■ Supplied data ■
* * * *
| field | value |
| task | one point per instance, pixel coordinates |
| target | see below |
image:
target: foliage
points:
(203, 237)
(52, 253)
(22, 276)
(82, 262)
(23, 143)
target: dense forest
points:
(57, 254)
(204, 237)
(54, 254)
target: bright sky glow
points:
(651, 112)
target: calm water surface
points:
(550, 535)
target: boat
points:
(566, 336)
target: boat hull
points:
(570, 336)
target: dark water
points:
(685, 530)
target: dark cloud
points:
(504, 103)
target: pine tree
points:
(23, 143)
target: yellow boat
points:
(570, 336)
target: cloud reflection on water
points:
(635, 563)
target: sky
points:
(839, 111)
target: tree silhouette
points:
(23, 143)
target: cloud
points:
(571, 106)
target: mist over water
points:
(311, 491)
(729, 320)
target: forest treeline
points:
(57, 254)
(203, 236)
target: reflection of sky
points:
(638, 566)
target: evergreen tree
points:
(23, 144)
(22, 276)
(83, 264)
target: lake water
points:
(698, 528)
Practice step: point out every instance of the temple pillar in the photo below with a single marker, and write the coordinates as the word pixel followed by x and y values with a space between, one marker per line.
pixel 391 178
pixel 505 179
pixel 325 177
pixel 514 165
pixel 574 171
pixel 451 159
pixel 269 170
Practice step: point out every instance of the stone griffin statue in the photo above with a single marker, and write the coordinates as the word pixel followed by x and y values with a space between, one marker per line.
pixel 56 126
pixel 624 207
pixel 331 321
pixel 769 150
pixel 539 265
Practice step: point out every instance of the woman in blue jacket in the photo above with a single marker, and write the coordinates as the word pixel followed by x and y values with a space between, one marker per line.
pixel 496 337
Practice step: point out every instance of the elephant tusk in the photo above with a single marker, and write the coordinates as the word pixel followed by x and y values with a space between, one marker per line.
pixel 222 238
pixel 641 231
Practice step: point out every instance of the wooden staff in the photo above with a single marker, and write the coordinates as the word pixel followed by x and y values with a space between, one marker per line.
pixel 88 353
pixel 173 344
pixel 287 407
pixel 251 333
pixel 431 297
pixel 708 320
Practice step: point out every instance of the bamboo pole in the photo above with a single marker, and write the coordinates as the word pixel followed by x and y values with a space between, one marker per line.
* * * *
■ Exercise description ■
Copy out exactly the lines between the line with "Practice step: point out every instance of the temple" and the last line of the entries, counting both of those lines.

■ Reply to the exercise ■
Practice step: point out every instance of the temple pillar in the photo below with a single marker, and write the coordinates as the word pixel followed by x and y values with a space between, one marker per line.
pixel 391 178
pixel 505 179
pixel 325 177
pixel 514 165
pixel 574 171
pixel 451 159
pixel 269 170
Practice step: point out every instance of the stone griffin statue in the photo above with a single marker, and write the coordinates as the word pixel followed by x and y values with a space between, one marker per line.
pixel 56 126
pixel 624 207
pixel 331 321
pixel 769 150
pixel 539 265
Practice step: point out every instance of the woman in blue jacket in the photo above with a single marker, and write the coordinates as the word pixel followed by x and y values with a space between, one marker per line.
pixel 496 337
Practice step: point out every instance of the elephant tusk in the photo above with a single marker, and write the coordinates as the word pixel followed by x and y values with a space between, one marker per line.
pixel 222 238
pixel 641 231
Practice step: point out every instance of the wooden staff in the photo above with a single marker, and write the coordinates as the word pixel followed by x and y values with a space between, one marker per line.
pixel 88 353
pixel 173 344
pixel 287 407
pixel 251 333
pixel 431 297
pixel 708 320
Practice step: point out every instance of the bamboo pole in the photo above with a single marker, and write the coordinates as the word pixel followed by x and y values with a space between, one marker per line.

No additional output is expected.